| Work item A |
In the passage on the imprinted brain theory, write out everything from "Indeed, as the" down to "and social life.".
| Work item B |
Extend the passage about the woman who developed hyper-empathy after brain surgery, picking up from its final sentence.
-------- Text passage
Surgery can shift the balance of the mind as predicted by the diametric model.

Louis Badcock
Source: Louis Badcock

As I explained in a recent post, the imprinted brain theory proposes that different parts of the brain are built to the specification of conflicting sets of genes. Specifically, the cortex—and the frontal cortex in particular—is proposed to be the product of maternal genes, while paternal genes build the lower, limbic brain, just as you find in mice (above). And according to the diametric model of mental illness, an imbalance in maternal gene expression predisposes to psychosis, while the contrary situation, an imbalance in favour of the father’s genes, predisposes a person towards autism.

A major frustration for this theory is that you just can’t carry out experiments on people in the way you can on mice. But sometimes nature or medical intervention performs them nevertheless. A striking case in point was reported in the journal, Neurocase, in 2014.

Neurocase, 2014 Vol. 20, No. 6, 666–670
Source: Neurocase, 2014 Vol. 20, No. 6, 666–670

A 37-year-old woman who had been suffering from epileptic seizures since the age of two was diagnosed with temporal lobe epilepsy which became more severe from the age of seventeen, with multiple daily seizures, despite taking three anti-epileptic drugs. Cerebral MRI showed cortical dysplasia in the right inferior temporal lobe for which the patient underwent right temporal lobectomy, including the amygdala and hippocampal region, along with regions of the lateral temporal lobe that were involved. The figure above shows a magnetic resonance image of the patient after surgery. The pathology demonstrated cortical dysplasia, and the patient was free of seizures after the surgical intervention. She was followed up for 13 years at the hospital and has been monitored closely since the operation. According to the account from which I am quoting:

A few weeks after the lobectomy, she told about the emergence of hyper empathy. She began to feel physical effects when experiencing emotions, especially sadness (“spin at the heart”) and anger (“esophageal unpleasant feeling”) when meeting with relatives or strangers, seeing a person on TV, or reading about a character in a novel. These effects were automatic and irrepressible…

Indeed, as the diametric model would predict:

She described an increased ability to decode others’ mental states, including their emotions, without necessarily experiencing any emotion (…). Her family confirmed this new impulsive empathy. This phenomenon remained unchanged for 13 years. Since surgery, she got married, had a child, and had a full-time job. She has a successful family and social life.
----------------
-------- Records shown
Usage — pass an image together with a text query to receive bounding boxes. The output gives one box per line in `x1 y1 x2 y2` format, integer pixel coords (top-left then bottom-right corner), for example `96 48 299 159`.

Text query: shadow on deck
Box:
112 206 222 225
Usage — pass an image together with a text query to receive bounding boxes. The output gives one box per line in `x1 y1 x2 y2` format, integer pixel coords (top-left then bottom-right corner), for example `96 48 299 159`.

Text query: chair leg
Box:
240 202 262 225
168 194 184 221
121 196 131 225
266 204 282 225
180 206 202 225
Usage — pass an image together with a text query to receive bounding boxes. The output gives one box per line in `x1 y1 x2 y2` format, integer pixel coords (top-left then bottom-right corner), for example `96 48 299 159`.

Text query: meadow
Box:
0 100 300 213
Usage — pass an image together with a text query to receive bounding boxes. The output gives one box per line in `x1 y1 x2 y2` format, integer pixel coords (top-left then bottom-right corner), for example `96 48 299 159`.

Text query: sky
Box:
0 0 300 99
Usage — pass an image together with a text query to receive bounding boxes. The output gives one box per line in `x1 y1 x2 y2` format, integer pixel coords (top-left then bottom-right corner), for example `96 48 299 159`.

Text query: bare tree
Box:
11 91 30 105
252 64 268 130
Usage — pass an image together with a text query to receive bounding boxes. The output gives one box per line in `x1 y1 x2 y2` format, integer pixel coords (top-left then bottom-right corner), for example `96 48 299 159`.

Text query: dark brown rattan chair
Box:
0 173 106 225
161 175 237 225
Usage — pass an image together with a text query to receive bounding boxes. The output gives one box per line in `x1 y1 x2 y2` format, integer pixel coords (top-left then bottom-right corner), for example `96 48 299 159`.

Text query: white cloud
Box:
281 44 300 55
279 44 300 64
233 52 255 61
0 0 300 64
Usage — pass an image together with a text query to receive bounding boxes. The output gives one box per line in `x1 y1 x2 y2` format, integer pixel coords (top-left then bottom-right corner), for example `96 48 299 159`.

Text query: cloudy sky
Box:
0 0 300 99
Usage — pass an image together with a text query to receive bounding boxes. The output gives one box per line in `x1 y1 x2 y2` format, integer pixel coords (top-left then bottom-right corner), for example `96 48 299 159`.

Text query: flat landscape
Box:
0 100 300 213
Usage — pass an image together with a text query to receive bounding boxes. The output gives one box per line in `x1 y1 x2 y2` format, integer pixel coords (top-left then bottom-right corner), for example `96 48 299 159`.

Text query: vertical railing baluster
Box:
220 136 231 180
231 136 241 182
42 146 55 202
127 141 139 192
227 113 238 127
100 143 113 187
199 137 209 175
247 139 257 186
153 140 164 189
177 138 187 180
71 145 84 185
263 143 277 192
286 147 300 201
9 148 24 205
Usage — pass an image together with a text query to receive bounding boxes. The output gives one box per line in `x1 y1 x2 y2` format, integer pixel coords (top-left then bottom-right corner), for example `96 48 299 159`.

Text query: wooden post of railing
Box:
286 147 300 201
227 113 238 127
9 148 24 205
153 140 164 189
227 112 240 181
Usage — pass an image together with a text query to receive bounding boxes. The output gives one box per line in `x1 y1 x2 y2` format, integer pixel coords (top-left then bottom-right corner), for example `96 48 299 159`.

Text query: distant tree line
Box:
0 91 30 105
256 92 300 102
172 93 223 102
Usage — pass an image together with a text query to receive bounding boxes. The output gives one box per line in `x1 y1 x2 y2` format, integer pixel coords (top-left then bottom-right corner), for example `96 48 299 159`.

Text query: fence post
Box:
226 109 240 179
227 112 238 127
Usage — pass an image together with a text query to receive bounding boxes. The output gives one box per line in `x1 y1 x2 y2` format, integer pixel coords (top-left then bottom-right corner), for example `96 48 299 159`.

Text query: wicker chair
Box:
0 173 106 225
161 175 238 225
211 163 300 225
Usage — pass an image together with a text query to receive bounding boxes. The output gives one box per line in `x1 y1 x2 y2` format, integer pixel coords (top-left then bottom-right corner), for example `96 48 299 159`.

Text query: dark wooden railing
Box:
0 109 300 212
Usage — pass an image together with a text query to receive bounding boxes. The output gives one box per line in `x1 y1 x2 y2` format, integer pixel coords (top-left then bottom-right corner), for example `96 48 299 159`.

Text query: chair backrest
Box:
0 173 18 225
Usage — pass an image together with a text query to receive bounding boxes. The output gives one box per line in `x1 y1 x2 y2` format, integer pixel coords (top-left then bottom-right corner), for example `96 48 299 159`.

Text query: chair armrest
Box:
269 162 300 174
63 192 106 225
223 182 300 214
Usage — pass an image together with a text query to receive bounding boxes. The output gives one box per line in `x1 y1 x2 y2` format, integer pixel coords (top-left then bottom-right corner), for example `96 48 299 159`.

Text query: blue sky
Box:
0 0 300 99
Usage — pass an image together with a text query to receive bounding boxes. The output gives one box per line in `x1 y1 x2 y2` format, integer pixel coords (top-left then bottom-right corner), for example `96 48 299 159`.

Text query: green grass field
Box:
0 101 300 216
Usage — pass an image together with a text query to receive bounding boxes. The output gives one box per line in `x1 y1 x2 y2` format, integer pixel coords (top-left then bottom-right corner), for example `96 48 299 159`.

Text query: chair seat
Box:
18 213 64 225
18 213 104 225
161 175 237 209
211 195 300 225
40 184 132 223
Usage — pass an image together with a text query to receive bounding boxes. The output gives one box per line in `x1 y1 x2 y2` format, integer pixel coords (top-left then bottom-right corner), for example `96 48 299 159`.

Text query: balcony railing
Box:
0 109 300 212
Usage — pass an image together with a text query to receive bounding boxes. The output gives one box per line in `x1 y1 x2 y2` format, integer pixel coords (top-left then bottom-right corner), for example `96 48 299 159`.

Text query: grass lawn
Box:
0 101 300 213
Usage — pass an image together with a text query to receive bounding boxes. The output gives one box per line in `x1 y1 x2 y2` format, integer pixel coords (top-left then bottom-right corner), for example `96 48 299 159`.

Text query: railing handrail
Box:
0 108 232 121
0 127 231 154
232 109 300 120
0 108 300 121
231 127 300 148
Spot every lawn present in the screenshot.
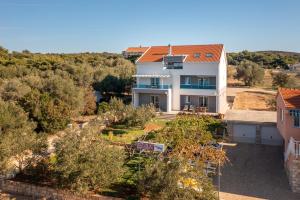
[102,118,167,144]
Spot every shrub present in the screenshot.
[97,101,109,114]
[272,72,296,87]
[83,88,97,115]
[98,98,155,127]
[235,61,265,86]
[55,126,125,192]
[138,160,216,200]
[0,101,47,173]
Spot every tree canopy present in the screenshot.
[0,47,135,132]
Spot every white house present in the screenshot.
[132,44,228,113]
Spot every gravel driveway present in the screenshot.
[220,144,300,200]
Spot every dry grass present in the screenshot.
[227,65,300,89]
[232,91,275,111]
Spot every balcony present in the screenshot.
[133,84,172,90]
[180,84,216,90]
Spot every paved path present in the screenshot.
[214,144,300,200]
[225,110,277,123]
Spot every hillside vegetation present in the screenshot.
[0,47,135,132]
[227,51,300,69]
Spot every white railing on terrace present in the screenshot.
[284,137,300,161]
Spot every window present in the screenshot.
[206,53,213,58]
[163,56,185,69]
[198,78,209,86]
[199,96,208,107]
[150,95,159,108]
[185,96,191,103]
[150,78,159,86]
[294,115,300,128]
[184,76,192,85]
[194,53,200,58]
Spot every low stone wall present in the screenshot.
[285,156,300,193]
[0,179,121,200]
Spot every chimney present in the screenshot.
[168,44,172,56]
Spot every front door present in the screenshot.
[150,95,159,109]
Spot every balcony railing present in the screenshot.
[180,84,216,89]
[133,84,172,89]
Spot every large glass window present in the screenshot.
[185,96,191,104]
[164,56,185,69]
[294,116,300,128]
[184,76,192,85]
[199,96,208,107]
[198,78,209,86]
[150,78,159,86]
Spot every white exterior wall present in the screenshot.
[136,48,228,113]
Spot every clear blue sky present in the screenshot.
[0,0,300,53]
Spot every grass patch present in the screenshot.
[101,118,169,144]
[101,126,145,144]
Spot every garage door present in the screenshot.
[261,126,283,145]
[233,124,256,143]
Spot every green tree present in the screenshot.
[83,88,97,115]
[55,126,125,192]
[22,90,71,133]
[235,61,265,86]
[0,101,47,174]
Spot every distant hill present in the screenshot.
[256,50,300,56]
[227,50,300,69]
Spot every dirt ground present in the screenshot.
[232,91,275,111]
[227,65,300,89]
[215,144,300,200]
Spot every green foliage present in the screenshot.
[0,101,47,173]
[236,61,265,86]
[55,127,125,192]
[22,90,71,133]
[272,72,296,88]
[97,101,109,114]
[0,100,35,134]
[139,160,216,200]
[83,88,97,115]
[146,116,226,163]
[101,98,155,127]
[227,51,300,69]
[0,47,135,132]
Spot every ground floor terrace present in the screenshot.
[133,91,217,113]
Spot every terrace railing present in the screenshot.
[133,84,172,89]
[180,84,216,90]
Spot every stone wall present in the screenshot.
[0,179,121,200]
[285,156,300,193]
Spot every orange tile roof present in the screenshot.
[126,47,149,53]
[137,44,223,62]
[278,88,300,109]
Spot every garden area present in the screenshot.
[1,98,226,199]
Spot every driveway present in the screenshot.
[225,110,277,123]
[215,143,300,200]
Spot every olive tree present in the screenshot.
----------------
| Task answer A |
Indeed, as the diametric model would predict:

She described an increased ability to decode others’ mental states, including their emotions, without necessarily experiencing any emotion (…). Her family confirmed this new impulsive empathy. This phenomenon remained unchanged for 13 years. Since surgery, she got married, had a child, and had a full-time job. She has a successful family and social life.

| Task answer B |
Nor was the evidence for this conclusion entirely anecdotal or subjective. The authors add that “Neuropsychological objective assessments … confirmed the emergence of hyper emotional empathy and affective theory of mind (cognitive empathy) with higher scores than controls.”

Clearly, lobectomy is not always as destructive as it is sometimes made out to be! On the contrary, what this case demonstrates is that surgical removal of parts of the limbic/paternal brain and associated tissue (the “the amygdala and hippocampal region” mentioned above) can radically and permanently change a person’s cognitive orientation in the direction predicted by the diametric model: towards the psychotic/maternal side of the mentalistic continuum. Indeed, the patient’s “hyper-empathy” is a striking example of the hyper-mentalism that the diametric model proposes is the root symptom of psychosis—not to mention of the fact that psychotic tendencies, like autistic ones, can confer gifts as well as deficits.

Of course, this is just one case, and too much should not be read into it. But I could not let the matter drop without repeating a point I made in passing in an earlier post. This is that, if resection of the paternal brain can produce hyper-mentalistic outcomes like the “hyper-empathy” of this patient, then it is not surprising that corresponding surgery on the maternal brain—frontal lobotomy/leucotomy—resulted in the 1949 Nobel Prize for Medicine being awarded to António Moniz for what the citation called “the discovery of the therapeutic value of leucotomy” in relation to schizophrenia.

Clearly, considered from the diametric point of view, lobotomy cuts both ways!

(With thanks to Donna Hutchinson of Routledge Behavioral Science.)